→ **Given exercise**
Please reproduce the records from the line with "Expected behaviour: a marker sits on the brown" through the end of the records, requests included, and shift every answer point by -10 on both coordinates.

→ **Input**
□ □ □ □ □ □ □

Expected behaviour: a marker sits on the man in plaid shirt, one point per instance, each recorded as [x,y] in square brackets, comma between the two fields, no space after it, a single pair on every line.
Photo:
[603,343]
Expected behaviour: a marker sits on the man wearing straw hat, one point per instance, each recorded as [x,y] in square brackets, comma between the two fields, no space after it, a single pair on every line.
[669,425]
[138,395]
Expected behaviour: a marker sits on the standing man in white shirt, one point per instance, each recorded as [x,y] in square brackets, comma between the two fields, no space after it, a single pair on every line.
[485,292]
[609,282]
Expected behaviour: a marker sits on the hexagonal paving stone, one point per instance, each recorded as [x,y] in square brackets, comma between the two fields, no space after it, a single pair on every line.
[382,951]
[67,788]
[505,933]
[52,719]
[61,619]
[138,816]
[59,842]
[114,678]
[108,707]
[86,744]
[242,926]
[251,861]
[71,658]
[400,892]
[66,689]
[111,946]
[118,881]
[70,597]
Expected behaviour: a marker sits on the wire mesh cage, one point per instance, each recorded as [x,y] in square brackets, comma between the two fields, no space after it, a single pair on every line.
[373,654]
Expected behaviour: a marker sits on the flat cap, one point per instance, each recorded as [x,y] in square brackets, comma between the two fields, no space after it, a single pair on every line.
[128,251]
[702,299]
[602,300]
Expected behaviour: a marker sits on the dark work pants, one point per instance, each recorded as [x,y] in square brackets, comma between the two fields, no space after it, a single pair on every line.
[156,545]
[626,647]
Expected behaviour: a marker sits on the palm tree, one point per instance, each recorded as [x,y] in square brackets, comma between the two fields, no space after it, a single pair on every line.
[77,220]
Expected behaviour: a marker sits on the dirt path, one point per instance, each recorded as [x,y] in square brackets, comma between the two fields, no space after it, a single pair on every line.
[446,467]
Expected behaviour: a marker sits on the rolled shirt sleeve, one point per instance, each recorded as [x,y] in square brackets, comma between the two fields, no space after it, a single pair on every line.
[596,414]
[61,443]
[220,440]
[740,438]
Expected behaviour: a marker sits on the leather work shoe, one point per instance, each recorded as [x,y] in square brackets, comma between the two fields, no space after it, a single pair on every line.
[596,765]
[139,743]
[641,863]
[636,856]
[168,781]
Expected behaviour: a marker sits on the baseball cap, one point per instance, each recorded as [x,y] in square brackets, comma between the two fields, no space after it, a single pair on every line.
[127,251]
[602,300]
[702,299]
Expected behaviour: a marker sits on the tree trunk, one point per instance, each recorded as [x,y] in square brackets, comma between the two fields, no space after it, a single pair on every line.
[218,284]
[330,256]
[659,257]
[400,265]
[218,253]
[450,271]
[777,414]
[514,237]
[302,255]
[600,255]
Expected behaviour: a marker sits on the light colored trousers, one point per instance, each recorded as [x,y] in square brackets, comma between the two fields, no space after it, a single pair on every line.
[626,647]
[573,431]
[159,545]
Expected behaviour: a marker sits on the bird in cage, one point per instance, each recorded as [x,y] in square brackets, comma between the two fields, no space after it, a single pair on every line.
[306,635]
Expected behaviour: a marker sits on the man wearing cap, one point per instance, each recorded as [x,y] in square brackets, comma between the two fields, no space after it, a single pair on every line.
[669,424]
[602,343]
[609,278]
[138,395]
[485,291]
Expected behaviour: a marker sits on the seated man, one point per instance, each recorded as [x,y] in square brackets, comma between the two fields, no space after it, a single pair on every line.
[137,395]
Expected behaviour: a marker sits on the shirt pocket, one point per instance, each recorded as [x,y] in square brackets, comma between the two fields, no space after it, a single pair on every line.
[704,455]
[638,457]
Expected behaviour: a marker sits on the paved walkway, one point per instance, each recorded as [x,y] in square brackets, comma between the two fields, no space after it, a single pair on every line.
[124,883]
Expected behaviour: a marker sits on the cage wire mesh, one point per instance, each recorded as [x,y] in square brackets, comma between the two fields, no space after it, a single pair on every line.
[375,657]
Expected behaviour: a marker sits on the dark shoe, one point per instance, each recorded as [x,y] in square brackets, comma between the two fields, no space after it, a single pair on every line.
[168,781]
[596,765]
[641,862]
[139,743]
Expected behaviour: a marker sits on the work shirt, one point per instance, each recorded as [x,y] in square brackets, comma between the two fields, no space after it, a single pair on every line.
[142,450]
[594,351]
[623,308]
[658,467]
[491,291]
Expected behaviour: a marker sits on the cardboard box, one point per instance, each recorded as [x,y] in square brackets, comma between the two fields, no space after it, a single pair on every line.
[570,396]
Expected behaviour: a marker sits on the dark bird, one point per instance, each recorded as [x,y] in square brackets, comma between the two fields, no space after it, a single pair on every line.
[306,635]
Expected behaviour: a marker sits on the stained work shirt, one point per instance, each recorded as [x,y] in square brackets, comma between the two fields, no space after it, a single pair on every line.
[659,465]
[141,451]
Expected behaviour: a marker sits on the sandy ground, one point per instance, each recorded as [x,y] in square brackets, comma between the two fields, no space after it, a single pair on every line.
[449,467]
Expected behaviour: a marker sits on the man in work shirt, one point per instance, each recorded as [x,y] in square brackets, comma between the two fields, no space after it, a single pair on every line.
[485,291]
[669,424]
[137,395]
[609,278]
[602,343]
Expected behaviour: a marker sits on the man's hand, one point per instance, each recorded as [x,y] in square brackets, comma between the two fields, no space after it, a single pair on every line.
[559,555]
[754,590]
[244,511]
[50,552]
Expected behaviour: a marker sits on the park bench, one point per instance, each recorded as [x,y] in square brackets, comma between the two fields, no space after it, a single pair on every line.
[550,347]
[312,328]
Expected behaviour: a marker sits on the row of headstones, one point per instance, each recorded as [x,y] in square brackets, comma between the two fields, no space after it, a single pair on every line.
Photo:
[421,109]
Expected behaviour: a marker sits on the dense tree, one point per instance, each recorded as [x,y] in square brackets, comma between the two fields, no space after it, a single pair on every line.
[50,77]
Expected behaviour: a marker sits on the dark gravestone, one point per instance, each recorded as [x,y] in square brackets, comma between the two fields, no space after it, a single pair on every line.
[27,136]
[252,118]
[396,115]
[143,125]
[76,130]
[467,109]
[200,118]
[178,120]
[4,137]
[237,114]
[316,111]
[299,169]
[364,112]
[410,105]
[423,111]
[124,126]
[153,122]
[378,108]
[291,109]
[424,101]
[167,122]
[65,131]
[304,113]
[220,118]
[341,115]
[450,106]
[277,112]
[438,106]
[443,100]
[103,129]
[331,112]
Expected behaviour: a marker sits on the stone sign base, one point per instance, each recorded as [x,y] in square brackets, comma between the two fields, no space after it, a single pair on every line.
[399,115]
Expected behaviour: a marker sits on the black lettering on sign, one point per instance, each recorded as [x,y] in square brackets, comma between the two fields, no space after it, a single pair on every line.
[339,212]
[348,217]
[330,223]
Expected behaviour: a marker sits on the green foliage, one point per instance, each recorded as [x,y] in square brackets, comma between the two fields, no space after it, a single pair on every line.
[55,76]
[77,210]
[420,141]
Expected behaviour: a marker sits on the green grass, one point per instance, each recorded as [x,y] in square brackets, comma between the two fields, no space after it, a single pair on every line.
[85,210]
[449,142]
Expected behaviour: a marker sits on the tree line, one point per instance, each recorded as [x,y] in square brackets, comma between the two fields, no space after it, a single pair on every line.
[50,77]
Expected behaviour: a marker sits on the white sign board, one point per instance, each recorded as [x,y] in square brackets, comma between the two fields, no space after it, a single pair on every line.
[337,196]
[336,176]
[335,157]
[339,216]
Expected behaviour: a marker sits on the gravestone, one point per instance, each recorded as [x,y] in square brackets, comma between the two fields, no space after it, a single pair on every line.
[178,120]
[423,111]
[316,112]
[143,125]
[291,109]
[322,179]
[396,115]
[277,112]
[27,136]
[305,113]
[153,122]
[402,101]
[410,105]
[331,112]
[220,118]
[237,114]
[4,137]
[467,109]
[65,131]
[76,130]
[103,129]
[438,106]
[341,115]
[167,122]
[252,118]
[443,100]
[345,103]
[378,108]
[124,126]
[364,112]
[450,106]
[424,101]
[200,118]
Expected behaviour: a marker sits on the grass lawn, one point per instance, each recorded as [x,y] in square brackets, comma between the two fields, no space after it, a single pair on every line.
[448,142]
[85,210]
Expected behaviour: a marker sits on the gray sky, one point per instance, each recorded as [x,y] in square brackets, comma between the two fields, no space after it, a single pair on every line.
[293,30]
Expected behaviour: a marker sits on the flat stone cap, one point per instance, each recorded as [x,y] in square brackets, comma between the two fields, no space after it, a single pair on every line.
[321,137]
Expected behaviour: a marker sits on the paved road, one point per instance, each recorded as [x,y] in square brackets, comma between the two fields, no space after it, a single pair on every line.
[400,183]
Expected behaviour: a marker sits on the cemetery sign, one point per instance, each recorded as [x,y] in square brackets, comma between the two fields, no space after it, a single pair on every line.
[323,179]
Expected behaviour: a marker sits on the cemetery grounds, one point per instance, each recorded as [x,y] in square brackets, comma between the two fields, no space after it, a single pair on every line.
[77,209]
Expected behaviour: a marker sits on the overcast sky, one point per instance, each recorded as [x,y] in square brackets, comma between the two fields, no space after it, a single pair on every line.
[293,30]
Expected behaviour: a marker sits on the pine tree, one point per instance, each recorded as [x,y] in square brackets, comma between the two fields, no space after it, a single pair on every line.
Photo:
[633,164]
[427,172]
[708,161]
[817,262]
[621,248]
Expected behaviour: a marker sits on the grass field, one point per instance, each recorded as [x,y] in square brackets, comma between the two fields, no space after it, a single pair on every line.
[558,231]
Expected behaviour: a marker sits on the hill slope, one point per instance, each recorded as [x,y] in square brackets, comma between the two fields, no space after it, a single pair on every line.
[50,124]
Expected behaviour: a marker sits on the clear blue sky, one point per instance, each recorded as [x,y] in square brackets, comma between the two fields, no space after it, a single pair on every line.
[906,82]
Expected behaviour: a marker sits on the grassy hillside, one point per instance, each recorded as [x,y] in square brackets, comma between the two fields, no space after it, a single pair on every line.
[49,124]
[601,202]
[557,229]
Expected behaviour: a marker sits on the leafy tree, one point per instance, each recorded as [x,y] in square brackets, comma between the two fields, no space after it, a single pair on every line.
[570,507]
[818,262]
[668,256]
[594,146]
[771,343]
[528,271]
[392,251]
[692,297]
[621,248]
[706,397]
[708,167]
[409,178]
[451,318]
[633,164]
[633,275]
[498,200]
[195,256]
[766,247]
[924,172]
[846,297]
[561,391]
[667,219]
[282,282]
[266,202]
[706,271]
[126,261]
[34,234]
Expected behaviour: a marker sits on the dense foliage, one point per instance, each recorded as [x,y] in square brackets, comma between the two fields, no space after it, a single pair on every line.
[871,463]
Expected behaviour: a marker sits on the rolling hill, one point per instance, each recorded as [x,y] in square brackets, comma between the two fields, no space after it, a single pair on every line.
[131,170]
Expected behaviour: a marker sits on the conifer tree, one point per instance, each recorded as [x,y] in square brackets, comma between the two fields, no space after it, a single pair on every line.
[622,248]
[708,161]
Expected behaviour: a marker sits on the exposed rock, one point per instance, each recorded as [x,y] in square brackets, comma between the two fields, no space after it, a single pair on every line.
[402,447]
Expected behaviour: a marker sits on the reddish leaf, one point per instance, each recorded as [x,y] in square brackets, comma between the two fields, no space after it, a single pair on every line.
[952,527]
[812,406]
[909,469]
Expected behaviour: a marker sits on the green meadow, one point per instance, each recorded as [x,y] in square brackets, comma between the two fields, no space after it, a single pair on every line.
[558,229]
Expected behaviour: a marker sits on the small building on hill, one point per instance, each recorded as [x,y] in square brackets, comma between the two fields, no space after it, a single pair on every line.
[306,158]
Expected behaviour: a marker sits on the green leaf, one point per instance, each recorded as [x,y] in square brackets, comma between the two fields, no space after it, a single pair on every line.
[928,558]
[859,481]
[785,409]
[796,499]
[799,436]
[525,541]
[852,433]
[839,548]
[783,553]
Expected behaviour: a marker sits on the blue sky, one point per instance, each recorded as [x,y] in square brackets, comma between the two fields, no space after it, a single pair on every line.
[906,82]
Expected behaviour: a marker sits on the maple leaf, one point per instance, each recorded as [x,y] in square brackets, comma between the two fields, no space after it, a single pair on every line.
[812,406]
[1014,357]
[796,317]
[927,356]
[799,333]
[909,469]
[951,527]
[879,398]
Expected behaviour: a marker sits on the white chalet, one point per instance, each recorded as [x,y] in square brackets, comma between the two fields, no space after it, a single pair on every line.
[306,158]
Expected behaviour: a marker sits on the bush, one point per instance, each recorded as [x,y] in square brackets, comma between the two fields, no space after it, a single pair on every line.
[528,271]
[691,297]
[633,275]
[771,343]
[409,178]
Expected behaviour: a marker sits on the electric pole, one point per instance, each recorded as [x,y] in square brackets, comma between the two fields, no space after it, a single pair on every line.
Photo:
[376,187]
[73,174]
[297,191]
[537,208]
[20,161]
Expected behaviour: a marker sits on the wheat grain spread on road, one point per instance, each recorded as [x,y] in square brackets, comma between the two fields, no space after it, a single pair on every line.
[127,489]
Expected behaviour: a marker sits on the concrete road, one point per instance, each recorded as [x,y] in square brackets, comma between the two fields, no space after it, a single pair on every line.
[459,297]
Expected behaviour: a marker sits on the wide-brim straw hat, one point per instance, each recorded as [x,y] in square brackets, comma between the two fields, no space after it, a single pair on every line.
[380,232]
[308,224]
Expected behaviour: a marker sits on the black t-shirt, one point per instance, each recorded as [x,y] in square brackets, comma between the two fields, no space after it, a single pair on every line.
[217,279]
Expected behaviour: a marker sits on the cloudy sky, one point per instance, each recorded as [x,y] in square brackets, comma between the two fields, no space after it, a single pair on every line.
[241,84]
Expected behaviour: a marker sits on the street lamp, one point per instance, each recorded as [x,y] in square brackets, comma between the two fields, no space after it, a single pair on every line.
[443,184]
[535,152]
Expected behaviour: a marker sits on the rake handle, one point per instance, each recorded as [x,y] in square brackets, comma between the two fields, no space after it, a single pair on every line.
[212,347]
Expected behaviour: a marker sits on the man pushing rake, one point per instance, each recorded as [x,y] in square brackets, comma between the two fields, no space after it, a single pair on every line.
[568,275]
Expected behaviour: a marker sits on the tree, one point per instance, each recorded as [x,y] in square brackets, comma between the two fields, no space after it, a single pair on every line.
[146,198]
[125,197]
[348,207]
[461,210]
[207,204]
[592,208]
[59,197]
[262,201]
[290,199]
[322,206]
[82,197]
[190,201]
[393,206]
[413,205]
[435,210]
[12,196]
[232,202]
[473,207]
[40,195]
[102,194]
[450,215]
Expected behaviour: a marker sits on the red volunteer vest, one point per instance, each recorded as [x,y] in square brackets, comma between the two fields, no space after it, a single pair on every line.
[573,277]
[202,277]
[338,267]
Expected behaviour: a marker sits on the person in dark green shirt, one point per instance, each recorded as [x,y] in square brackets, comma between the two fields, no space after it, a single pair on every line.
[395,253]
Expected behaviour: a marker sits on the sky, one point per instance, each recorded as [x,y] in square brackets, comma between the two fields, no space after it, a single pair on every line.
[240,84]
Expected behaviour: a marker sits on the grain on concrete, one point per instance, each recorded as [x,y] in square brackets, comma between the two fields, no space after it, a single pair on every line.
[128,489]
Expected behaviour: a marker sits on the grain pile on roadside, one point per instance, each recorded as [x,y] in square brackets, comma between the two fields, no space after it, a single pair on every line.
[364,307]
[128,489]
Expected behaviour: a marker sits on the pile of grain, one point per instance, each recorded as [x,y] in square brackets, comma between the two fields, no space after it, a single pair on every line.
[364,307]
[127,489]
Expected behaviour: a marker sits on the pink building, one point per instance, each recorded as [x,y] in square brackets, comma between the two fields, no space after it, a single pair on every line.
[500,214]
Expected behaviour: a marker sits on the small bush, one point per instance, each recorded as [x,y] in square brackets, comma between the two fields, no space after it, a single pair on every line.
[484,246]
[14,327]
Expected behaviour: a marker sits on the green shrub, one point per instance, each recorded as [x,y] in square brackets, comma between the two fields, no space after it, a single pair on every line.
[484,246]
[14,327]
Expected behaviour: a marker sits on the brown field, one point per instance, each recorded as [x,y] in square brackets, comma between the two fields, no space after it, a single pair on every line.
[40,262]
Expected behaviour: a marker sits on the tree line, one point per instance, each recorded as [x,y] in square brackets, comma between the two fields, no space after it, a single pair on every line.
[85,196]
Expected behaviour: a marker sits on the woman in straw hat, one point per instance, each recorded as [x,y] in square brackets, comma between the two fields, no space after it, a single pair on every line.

□ □ □ □ □ □ □

→ **Task result**
Expected behaviour: a marker sits on the brown field, one point per instance, each recorded as [x,y] in square brackets, comma between the two fields, no space after it, a single pair on every line.
[30,252]
Expected behaviour: a marker sits on the tree line, one point per instance, each recorded as [x,y] in square brackets, comma between the two fields, no space after it, a single pair on every line.
[75,186]
Expected behaviour: a marker sits on the woman in straw hat, one point per instance, each recorded as [x,y] in square brackets, comma between the two fields, no space after it, a single pair on every line.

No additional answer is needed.